WRITTEN INSTRUCTION -
Could you copy the records below word for word, starting at the line containing "If you could pin the white floating" and continuing to the end of the records? Leave out the pictures.

Entries from a dataset:
— Begin —
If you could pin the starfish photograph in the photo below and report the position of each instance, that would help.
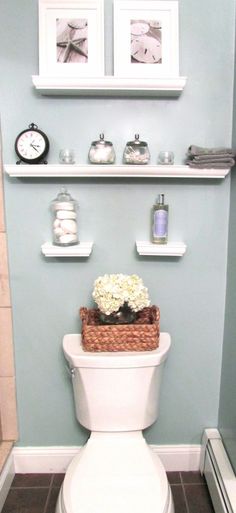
(72, 40)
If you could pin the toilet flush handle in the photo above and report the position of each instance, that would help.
(71, 371)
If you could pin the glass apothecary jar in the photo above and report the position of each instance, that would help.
(101, 152)
(136, 152)
(64, 210)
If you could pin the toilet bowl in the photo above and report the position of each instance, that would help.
(116, 396)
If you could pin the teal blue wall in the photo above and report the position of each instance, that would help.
(227, 405)
(190, 291)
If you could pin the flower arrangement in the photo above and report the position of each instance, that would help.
(113, 291)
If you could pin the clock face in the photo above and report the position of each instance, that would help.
(31, 146)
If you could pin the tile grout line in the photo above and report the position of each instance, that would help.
(48, 495)
(184, 493)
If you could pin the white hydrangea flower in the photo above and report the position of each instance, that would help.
(111, 291)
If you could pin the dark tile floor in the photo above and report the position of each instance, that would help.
(37, 493)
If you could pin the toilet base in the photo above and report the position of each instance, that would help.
(114, 473)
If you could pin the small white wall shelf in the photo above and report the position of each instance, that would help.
(111, 171)
(109, 86)
(172, 249)
(83, 249)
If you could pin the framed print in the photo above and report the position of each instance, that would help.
(71, 38)
(146, 38)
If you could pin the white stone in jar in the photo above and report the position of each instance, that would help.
(65, 214)
(69, 226)
(68, 238)
(58, 231)
(56, 223)
(64, 205)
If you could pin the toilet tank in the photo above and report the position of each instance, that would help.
(116, 391)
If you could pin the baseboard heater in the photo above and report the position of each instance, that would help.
(218, 472)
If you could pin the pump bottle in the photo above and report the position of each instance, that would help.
(160, 221)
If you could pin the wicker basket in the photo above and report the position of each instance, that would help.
(142, 335)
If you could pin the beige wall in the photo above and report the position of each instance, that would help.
(8, 419)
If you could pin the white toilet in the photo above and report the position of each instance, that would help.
(116, 397)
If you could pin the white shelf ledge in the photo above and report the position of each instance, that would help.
(111, 171)
(79, 250)
(174, 249)
(109, 86)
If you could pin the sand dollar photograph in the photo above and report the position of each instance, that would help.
(72, 40)
(146, 41)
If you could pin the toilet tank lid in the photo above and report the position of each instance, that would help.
(77, 357)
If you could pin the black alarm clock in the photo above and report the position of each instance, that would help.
(32, 146)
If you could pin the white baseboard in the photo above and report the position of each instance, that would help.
(6, 478)
(219, 473)
(56, 459)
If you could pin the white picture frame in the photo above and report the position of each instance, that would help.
(71, 38)
(146, 38)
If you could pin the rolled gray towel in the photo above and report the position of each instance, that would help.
(198, 150)
(211, 158)
(211, 165)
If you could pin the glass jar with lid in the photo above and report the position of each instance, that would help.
(101, 152)
(64, 209)
(136, 152)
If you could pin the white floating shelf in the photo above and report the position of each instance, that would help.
(79, 250)
(174, 249)
(109, 86)
(111, 171)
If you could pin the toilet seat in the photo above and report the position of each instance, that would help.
(125, 475)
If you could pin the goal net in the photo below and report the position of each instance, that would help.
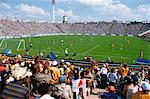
— End —
EXERCISE RESPONSE -
If you could pin the white floating shelf in the photo above and report the position of each instance, that would help.
(79, 250)
(174, 249)
(109, 86)
(111, 171)
If you could pin the toilet seat in the photo above and report the position of each instance, that would help.
(125, 475)
If you could pin the goal net in the photo below and report the position of each instance, that would help.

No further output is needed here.